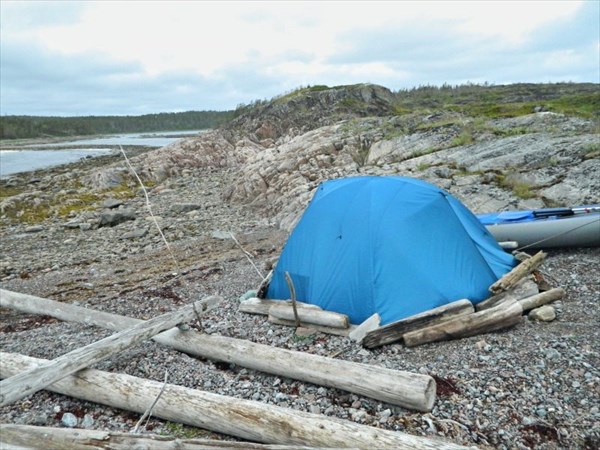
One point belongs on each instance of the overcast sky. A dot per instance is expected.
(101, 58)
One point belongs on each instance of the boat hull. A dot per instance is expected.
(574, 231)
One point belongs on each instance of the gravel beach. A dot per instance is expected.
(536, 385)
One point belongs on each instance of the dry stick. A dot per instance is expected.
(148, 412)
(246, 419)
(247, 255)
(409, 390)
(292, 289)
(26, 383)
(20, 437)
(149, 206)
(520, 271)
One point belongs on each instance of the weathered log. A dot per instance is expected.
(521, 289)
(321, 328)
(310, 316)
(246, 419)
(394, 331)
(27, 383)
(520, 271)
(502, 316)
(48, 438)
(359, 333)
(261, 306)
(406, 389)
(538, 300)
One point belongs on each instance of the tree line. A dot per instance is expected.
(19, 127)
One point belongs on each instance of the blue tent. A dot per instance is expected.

------------------------

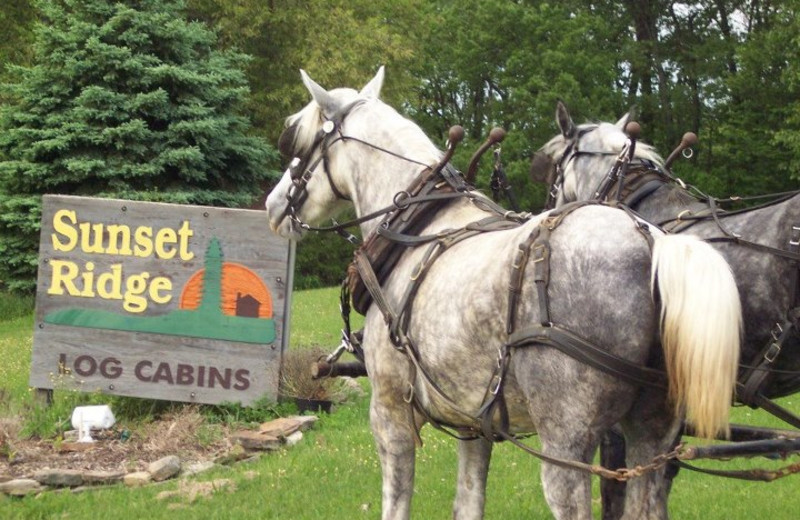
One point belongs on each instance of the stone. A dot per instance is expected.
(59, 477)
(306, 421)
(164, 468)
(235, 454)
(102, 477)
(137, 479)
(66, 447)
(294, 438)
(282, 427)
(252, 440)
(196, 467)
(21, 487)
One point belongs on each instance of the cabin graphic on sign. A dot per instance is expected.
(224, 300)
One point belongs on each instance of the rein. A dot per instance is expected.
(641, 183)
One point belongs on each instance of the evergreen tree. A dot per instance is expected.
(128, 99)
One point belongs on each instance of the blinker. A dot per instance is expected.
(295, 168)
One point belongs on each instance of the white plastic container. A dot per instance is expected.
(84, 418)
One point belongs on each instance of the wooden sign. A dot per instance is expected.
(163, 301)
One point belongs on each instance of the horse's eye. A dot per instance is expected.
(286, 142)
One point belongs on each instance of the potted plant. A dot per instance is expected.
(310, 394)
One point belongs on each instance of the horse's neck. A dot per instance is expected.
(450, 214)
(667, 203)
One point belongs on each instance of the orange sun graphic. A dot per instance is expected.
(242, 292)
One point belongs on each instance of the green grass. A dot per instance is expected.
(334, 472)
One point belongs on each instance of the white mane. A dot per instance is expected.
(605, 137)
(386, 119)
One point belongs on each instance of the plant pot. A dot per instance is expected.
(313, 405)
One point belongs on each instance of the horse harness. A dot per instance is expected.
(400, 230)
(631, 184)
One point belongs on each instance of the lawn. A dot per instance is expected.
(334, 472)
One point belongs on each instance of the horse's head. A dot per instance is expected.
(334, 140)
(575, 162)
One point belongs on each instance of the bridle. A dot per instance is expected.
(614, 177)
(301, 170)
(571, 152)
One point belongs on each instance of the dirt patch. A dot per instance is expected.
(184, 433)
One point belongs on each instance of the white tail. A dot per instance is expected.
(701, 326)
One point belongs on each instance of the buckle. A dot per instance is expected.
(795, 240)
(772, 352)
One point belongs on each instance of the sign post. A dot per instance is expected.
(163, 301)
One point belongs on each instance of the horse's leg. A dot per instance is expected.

------------------------

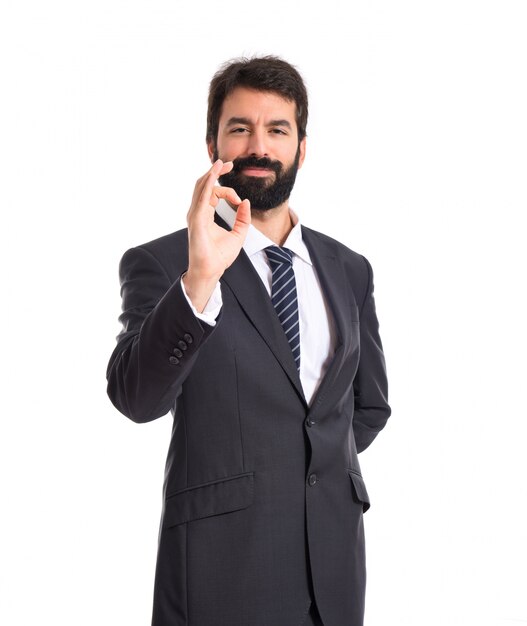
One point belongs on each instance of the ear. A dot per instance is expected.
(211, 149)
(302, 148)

------------------------

## Task instructions
Report how many lines in the entries above contain the string "graphic", matching case exactly, and reply with that number alone.

## Response
2